TASK BRIEF:
From the passage below about the Brooklyn family, copy word for word the part that opens with the words containing "The mother was" and closes with "University Hospital North.".
--- PASSAGE PROVIDED ---
The mother was at Jacobi Medical Center in the Bronx, which has a hyperbaric oxygen chamber for burn victims, the paper reported, and Siporah was at Staten Island University Hospital North.
The children were all trapped in their bedrooms in the back of the top floor, WCBS 880’s Sophia Hall reported.
“It’s difficult to find one child in a room during a search,” New York Fire Department Commissioner Daniel Nigro said during a Saturday morning news conference. “To find a house full of children that can’t be revived, I’m sure it will take its toll on our members for quite some time.”
Authorities said the mother of the house made it across the street to a cousin’s house begging for help, then collapsed.
Neighbor Andrew Rosenblatt said he called 911.
“I was up in the back room on the computer and I hear screaming from a child, ‘Mommy, mommy, help me’” Rosenblatt told CBS2’s Matt Kozar. “It’s devastating. You never expect it to happen so close.”
The family moved to Brooklyn from Israel about two years ago because Gayle Sassoon wanted to reconnect with her large extended family, the Times reported.
The funeral services were to be held at 3 p.m. at Shomrei Hadas, a funeral chapel in Borough Park, Brooklyn, that serves the Orthodox Jewish community.
--- GIVEN RECORDS ---
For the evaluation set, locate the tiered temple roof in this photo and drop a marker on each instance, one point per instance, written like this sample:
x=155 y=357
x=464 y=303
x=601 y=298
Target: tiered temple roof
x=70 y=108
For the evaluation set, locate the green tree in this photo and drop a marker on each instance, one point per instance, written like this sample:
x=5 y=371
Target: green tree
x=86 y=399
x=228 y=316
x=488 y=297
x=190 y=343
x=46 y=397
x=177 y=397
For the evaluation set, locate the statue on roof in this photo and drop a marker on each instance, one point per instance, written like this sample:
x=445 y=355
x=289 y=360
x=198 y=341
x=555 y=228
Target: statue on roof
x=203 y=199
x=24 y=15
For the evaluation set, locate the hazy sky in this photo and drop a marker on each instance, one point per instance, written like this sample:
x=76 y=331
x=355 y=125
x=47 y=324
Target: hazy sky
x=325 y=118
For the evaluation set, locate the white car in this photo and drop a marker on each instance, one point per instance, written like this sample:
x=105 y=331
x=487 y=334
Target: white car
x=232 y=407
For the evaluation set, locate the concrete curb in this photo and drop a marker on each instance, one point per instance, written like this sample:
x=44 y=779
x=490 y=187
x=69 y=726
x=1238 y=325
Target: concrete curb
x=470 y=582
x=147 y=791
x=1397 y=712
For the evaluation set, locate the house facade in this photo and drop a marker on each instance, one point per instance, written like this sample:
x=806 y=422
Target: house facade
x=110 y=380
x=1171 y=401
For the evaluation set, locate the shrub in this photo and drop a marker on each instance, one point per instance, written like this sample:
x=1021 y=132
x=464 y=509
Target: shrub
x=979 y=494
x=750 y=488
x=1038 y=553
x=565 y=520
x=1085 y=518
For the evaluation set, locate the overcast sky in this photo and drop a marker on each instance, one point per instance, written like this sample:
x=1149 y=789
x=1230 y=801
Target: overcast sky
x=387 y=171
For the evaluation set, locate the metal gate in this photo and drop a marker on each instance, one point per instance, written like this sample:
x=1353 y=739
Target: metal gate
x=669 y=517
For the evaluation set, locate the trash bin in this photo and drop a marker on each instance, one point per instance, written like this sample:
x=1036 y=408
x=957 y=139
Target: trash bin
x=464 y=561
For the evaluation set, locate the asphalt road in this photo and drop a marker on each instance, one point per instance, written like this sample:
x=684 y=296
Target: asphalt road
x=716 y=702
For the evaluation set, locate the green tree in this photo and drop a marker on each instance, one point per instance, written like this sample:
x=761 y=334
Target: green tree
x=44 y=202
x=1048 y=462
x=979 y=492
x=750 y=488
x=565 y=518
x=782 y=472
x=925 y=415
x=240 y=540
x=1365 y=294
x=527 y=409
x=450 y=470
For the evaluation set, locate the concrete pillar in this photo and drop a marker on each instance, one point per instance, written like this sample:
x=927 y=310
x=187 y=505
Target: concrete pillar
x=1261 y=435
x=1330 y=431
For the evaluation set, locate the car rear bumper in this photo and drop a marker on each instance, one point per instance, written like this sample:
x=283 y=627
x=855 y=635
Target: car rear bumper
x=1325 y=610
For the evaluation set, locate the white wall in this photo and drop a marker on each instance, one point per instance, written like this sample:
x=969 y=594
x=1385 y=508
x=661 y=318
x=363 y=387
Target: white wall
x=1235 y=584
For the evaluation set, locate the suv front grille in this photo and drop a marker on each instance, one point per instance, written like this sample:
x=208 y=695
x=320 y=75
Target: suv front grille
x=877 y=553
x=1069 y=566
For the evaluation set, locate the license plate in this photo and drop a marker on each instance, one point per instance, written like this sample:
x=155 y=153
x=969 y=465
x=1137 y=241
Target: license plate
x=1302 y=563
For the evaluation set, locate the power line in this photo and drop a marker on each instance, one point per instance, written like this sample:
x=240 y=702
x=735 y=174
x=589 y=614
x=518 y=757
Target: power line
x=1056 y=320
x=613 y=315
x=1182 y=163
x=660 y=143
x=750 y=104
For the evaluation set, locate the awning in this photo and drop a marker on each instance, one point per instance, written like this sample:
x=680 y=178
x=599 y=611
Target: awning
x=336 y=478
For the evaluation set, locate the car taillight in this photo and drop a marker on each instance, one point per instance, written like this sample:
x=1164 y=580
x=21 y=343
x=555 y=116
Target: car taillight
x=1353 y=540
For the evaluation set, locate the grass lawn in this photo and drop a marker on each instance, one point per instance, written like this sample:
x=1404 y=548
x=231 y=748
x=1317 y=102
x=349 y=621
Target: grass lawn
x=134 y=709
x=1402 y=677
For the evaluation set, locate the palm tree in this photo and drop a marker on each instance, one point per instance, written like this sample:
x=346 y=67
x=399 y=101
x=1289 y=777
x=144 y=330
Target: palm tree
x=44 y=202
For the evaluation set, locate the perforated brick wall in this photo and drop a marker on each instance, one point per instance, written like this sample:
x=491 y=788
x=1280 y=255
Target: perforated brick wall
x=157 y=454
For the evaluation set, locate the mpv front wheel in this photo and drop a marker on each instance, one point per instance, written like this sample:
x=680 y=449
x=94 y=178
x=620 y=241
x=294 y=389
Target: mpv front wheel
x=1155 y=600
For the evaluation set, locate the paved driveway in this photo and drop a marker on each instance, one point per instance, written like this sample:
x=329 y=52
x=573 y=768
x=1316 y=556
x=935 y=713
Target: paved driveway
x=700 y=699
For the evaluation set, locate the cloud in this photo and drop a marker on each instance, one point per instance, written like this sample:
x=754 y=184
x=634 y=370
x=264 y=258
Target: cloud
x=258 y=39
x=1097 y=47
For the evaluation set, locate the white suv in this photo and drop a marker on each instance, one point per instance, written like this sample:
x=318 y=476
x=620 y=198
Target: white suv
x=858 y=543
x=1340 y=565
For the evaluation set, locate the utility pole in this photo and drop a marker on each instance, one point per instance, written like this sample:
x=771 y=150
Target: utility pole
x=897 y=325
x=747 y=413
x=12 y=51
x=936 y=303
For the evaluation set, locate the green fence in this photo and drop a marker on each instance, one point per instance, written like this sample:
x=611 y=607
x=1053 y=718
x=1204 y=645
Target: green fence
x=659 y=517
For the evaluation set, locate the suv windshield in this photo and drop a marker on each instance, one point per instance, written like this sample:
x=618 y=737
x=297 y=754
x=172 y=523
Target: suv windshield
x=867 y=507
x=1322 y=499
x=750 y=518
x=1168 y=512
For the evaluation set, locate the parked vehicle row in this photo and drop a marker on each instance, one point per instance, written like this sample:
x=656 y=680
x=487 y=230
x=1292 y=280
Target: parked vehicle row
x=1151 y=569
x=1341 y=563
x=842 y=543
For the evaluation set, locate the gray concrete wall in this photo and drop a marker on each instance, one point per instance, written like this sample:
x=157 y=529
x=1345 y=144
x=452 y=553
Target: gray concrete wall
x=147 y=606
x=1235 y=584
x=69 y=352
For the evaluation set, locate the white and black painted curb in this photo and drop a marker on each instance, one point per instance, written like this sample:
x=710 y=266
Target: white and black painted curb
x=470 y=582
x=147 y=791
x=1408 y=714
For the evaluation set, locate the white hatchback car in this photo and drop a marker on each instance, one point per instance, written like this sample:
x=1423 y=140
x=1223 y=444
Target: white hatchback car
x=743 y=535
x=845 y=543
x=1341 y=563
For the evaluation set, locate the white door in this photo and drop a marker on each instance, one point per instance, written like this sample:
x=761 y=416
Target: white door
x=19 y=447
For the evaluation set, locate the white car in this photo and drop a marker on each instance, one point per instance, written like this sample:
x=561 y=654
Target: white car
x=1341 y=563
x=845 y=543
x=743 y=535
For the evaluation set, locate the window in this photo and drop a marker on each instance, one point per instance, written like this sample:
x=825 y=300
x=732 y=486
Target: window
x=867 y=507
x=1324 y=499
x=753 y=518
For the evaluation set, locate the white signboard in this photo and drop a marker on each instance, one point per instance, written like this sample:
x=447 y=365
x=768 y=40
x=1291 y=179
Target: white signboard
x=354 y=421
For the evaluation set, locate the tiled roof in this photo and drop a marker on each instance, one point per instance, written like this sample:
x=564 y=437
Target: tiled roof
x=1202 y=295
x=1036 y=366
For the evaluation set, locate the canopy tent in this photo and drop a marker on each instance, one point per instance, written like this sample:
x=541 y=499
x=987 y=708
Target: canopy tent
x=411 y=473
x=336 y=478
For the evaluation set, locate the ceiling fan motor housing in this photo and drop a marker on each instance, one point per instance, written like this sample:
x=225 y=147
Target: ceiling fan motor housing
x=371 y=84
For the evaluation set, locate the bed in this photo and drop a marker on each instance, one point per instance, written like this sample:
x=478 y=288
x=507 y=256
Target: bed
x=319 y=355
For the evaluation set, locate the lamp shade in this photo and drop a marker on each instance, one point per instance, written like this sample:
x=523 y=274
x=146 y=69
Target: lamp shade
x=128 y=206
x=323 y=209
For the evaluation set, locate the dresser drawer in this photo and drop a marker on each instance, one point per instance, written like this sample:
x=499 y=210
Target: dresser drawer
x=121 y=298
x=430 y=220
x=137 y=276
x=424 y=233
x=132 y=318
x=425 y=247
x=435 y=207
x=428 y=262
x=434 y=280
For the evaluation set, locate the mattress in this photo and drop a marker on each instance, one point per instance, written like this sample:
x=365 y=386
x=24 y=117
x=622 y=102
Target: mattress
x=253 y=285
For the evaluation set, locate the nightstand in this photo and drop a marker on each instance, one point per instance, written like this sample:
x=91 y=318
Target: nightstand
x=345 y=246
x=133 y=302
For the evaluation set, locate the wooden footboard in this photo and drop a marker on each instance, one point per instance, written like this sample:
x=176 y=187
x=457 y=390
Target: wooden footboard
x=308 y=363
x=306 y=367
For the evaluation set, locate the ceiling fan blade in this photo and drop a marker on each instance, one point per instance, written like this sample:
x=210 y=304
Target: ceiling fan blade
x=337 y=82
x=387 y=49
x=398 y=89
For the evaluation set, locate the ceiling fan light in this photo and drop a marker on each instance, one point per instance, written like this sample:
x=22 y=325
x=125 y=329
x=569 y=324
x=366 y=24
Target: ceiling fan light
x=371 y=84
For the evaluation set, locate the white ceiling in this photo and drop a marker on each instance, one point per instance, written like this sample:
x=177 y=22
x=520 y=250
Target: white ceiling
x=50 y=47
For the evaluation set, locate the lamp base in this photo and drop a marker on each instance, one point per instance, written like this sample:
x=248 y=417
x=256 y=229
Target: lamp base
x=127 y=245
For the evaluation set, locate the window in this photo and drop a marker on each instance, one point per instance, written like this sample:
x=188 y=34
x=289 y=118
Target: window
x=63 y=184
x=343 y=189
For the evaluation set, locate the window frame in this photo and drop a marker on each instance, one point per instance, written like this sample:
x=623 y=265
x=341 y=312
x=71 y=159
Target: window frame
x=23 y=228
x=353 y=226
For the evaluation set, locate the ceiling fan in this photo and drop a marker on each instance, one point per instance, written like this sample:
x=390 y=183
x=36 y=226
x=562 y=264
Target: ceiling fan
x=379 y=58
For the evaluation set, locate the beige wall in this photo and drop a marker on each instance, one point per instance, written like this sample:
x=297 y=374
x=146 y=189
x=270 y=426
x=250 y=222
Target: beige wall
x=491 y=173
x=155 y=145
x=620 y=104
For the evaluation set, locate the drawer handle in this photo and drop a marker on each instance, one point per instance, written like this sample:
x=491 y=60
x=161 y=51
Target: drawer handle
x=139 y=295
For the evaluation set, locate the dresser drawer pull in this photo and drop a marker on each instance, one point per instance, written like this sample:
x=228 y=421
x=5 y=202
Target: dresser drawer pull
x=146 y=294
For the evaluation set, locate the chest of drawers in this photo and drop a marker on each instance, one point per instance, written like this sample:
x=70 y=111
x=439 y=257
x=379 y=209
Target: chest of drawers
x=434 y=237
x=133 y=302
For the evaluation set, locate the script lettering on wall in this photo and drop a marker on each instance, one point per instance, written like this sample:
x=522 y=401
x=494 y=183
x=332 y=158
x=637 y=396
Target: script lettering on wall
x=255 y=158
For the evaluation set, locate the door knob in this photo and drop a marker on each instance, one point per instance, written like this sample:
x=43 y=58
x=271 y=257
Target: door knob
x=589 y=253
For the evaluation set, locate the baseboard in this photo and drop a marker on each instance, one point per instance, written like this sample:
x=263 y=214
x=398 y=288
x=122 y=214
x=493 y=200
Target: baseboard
---
RESPONSE AREA:
The mother was at Jacobi Medical Center in the Bronx, which has a hyperbaric oxygen chamber for burn victims, the paper reported, and Siporah was at Staten Island University Hospital North.